◆ PROBLEM DESCRIPTION
Render every line of the items below as a numbered list, omitting blank lines and leaving out the pictures.

-- start --

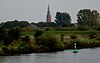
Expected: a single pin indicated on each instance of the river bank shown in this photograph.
(50, 43)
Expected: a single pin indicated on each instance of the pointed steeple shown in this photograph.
(48, 12)
(48, 17)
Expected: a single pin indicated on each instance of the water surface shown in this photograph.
(67, 56)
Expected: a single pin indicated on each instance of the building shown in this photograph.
(48, 17)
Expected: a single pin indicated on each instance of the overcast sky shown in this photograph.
(35, 10)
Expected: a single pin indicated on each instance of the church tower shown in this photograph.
(48, 17)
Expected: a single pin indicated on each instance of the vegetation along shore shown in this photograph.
(22, 37)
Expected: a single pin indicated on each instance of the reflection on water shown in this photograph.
(67, 56)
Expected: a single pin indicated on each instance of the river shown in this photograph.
(67, 56)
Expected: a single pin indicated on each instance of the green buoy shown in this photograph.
(75, 50)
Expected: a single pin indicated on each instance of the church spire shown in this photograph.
(48, 17)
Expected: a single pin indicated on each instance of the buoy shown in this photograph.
(75, 50)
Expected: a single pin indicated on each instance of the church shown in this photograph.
(48, 16)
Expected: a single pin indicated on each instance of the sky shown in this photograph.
(36, 10)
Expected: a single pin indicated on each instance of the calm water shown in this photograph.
(84, 56)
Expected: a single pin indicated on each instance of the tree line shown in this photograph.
(85, 18)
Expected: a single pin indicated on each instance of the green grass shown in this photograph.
(65, 32)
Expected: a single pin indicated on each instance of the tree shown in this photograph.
(88, 18)
(63, 19)
(15, 33)
(23, 23)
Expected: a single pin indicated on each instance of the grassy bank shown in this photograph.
(51, 41)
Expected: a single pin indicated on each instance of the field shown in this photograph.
(65, 32)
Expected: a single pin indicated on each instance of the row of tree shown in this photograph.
(85, 18)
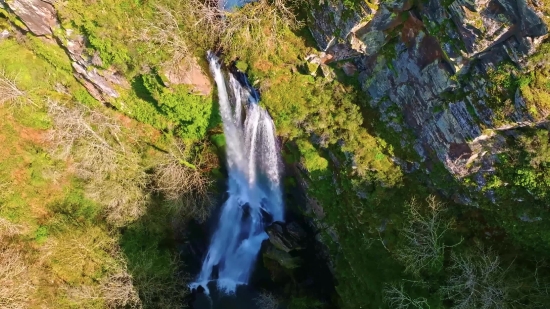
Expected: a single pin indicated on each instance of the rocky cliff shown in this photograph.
(427, 65)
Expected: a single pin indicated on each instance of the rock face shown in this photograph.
(39, 16)
(188, 73)
(417, 75)
(99, 83)
(284, 241)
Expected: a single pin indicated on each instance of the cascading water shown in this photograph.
(255, 199)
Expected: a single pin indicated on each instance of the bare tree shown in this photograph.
(118, 291)
(396, 297)
(112, 170)
(184, 23)
(267, 300)
(186, 185)
(9, 229)
(11, 93)
(424, 244)
(164, 31)
(479, 281)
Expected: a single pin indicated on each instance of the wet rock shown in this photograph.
(285, 237)
(369, 38)
(284, 259)
(4, 34)
(331, 21)
(39, 16)
(188, 72)
(100, 88)
(349, 69)
(100, 83)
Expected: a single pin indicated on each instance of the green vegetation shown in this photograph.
(93, 196)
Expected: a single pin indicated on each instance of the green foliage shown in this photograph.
(190, 113)
(41, 234)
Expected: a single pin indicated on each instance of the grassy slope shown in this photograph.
(68, 251)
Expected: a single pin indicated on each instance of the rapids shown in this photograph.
(254, 189)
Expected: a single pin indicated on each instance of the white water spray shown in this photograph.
(254, 189)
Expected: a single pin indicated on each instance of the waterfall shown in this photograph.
(254, 188)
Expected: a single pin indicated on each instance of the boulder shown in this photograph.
(39, 16)
(99, 87)
(287, 237)
(331, 21)
(4, 34)
(284, 259)
(188, 72)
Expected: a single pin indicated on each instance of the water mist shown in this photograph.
(254, 189)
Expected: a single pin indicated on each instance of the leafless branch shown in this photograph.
(15, 284)
(424, 245)
(114, 175)
(267, 300)
(11, 93)
(479, 281)
(396, 297)
(186, 185)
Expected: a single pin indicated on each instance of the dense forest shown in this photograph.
(414, 135)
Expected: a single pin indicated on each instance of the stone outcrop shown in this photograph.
(284, 241)
(188, 72)
(104, 84)
(419, 75)
(331, 21)
(100, 83)
(39, 16)
(4, 34)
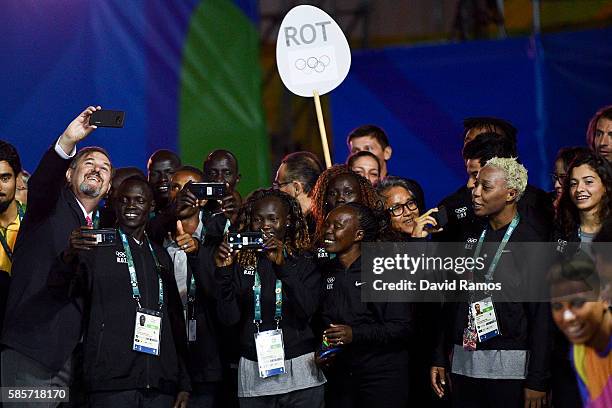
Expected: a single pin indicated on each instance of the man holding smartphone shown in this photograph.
(40, 331)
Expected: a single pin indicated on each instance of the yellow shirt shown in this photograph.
(10, 234)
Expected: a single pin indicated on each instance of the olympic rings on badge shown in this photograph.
(312, 64)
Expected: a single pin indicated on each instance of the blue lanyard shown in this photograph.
(132, 269)
(278, 291)
(500, 249)
(96, 219)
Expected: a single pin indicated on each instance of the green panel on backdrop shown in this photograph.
(220, 100)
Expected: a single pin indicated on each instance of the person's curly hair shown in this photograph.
(368, 194)
(296, 237)
(568, 217)
(515, 173)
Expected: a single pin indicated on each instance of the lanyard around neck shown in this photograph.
(3, 238)
(278, 292)
(500, 248)
(132, 269)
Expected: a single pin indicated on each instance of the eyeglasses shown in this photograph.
(560, 178)
(277, 186)
(398, 209)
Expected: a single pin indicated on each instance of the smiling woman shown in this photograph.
(585, 202)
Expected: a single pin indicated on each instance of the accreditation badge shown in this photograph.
(191, 330)
(270, 352)
(147, 331)
(485, 320)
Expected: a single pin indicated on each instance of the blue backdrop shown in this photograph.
(548, 87)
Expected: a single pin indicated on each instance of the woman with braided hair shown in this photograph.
(271, 295)
(372, 365)
(339, 185)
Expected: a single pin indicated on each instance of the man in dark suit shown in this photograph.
(41, 331)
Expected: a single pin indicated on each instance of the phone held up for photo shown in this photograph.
(103, 236)
(245, 240)
(208, 191)
(107, 118)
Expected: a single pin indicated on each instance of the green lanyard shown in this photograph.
(132, 269)
(500, 249)
(5, 245)
(278, 291)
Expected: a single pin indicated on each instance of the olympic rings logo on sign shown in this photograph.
(312, 64)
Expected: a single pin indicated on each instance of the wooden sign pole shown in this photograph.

-- end --

◆ FINAL RESULT
1. Expected: a single pin indicated on each instance of the river bank shown in this photograph.
2. (50, 43)
3. Expected: a single pin indicated on each instance of the pointed steeple shown in this photograph.
4. (48, 12)
5. (48, 17)
6. Expected: a single pin indicated on each instance of the water surface shown in this photograph.
7. (67, 56)
8. Expected: a single pin indicated on each instance of the building shown in this photograph.
9. (48, 17)
10. Expected: a single pin indicated on each instance of the overcast sky shown in this photograph.
11. (35, 10)
12. Expected: a single pin indicated on each instance of the church tower shown in this photograph.
13. (48, 17)
14. Expected: a single pin indicated on each instance of the vegetation along shore shown in this photograph.
15. (22, 37)
16. Expected: a single pin indicated on each instance of the reflection on water shown in this photograph.
17. (67, 56)
18. Expected: a single pin indicated on each instance of the river shown in this photograph.
19. (67, 56)
20. Expected: a single pin indicated on each instance of the green buoy shown in this photograph.
21. (75, 50)
22. Expected: a single pin indicated on each instance of the church spire shown in this photograph.
23. (48, 17)
24. Expected: a single pin indicated on each instance of the buoy shown in this photograph.
25. (75, 50)
26. Expected: a single pin indicated on each instance of the church shown in this photograph.
27. (48, 16)
28. Expected: a single pin indicated on each instance of the sky shown in this photograph.
29. (36, 10)
30. Expected: a single pin indicated on each instance of the calm water shown in this photograph.
31. (84, 56)
32. Expected: a single pin indicated on each instance of the tree line shown in this photograph.
33. (85, 18)
34. Expected: a single pin indicated on each instance of the green grass shown in this photograph.
35. (65, 32)
36. Expected: a single pin indicated on each instance of the tree shown in this photograph.
37. (88, 18)
38. (63, 19)
39. (15, 33)
40. (23, 23)
41. Expected: a single pin indicated on each instance of the grassy bank shown in this photograph.
42. (51, 41)
43. Expected: a single pin indicated on each instance of the field shown in this photograph.
44. (65, 32)
45. Expected: a single pin indicated on each instance of the row of tree shown in this photograph.
46. (85, 18)
47. Expected: a single pin indicated on each instance of the rocky cliff shown in this photograph.
48. (427, 65)
49. Expected: a single pin indicated on each instance of the rock face shown in this photograph.
50. (39, 16)
51. (188, 73)
52. (417, 75)
53. (99, 83)
54. (284, 241)
55. Expected: a single pin indicated on each instance of the cascading water shown in this photograph.
56. (255, 199)
57. Expected: a single pin indicated on each instance of the bare tree shown in this photograph.
58. (118, 291)
59. (396, 297)
60. (112, 170)
61. (184, 23)
62. (267, 300)
63. (186, 185)
64. (9, 229)
65. (11, 93)
66. (424, 244)
67. (164, 31)
68. (479, 281)
69. Expected: a single pin indicated on each instance of the wet rock shown in this photograph.
70. (285, 237)
71. (369, 38)
72. (284, 259)
73. (4, 34)
74. (331, 21)
75. (39, 16)
76. (188, 72)
77. (100, 88)
78. (349, 69)
79. (100, 83)
80. Expected: a single pin indicated on each instance of the green vegetation shown in this photograph.
81. (93, 196)
82. Expected: a single pin indicated on each instance of the green foliage shown in this photograph.
83. (190, 113)
84. (41, 234)
85. Expected: a single pin indicated on each instance of the grassy slope shown in this photograph.
86. (68, 251)
87. Expected: a single pin indicated on each instance of the rapids shown in this photograph.
88. (254, 189)
89. Expected: a single pin indicated on each instance of the white water spray shown in this photograph.
90. (254, 189)
91. Expected: a single pin indicated on each instance of the waterfall shown in this photograph.
92. (254, 188)
93. Expected: a single pin indicated on each instance of the boulder shown in this photograph.
94. (39, 16)
95. (99, 87)
96. (287, 237)
97. (331, 21)
98. (4, 34)
99. (284, 259)
100. (188, 72)
101. Expected: a single pin indicated on each instance of the water mist shown in this photograph.
102. (254, 189)
103. Expected: a single pin indicated on each instance of the leafless branch shown in this photograph.
104. (15, 284)
105. (424, 245)
106. (114, 175)
107. (267, 300)
108. (11, 93)
109. (479, 281)
110. (396, 297)
111. (186, 185)
112. Expected: a single pin indicated on each instance of the dense forest shown in this photograph.
113. (414, 135)
114. Expected: a single pin indicated on each instance of the stone outcrop shown in this photograph.
115. (284, 241)
116. (188, 72)
117. (104, 84)
118. (419, 75)
119. (331, 21)
120. (100, 83)
121. (39, 16)
122. (4, 34)
123. Expected: a single pin indicated on each instance of the man holding smartphone shown in this photograph.
124. (40, 331)
125. Expected: a single pin indicated on each instance of the yellow shirt shown in this photograph.
126. (10, 234)
127. Expected: a single pin indicated on each instance of the olympic rings on badge shown in this photograph.
128. (312, 64)
129. Expected: a single pin indicated on each instance of the blue lanyard shown in this photograph.
130. (132, 269)
131. (278, 291)
132. (500, 249)
133. (96, 219)
134. Expected: a single pin indicated on each instance of the green panel on backdrop shown in this photograph.
135. (220, 100)
136. Expected: a single pin indicated on each instance of the person's curly hair shown in this photograph.
137. (368, 194)
138. (296, 237)
139. (568, 217)
140. (515, 173)
141. Expected: a single pin indicated on each instance of the lanyard around neck shown in this photograph.
142. (3, 238)
143. (278, 292)
144. (500, 248)
145. (132, 269)
146. Expected: a single pin indicated on each instance of the eyeglasses shown in this photograph.
147. (560, 178)
148. (277, 186)
149. (398, 209)
150. Expected: a single pin indicated on each instance of the smiling woman shown in this photograph.
151. (585, 202)
152. Expected: a single pin indicated on each instance of the accreditation badge shown in this photograph.
153. (191, 330)
154. (270, 352)
155. (147, 331)
156. (485, 320)
157. Expected: a single pin indicated on each instance of the blue backdrop shown in this photograph.
158. (548, 87)
159. Expected: a single pin indicated on each instance of the woman with braided hair shown in this photograph.
160. (271, 295)
161. (372, 365)
162. (339, 185)
163. Expected: a single pin indicated on each instance of the man in dark suit shown in this photograph.
164. (41, 331)
165. Expected: a single pin indicated on each instance of the phone held up for photo shown in this photograph.
166. (103, 236)
167. (245, 240)
168. (208, 191)
169. (107, 118)
170. Expected: a single pin indicated on each instance of the green lanyard shown in this photograph.
171. (132, 269)
172. (500, 249)
173. (5, 245)
174. (278, 291)
175. Expected: a single pin indicated on each instance of the olympic rings logo on sign shown in this photograph.
176. (312, 64)
177. Expected: a single pin indicated on each instance of the wooden sign pole shown in this photograph.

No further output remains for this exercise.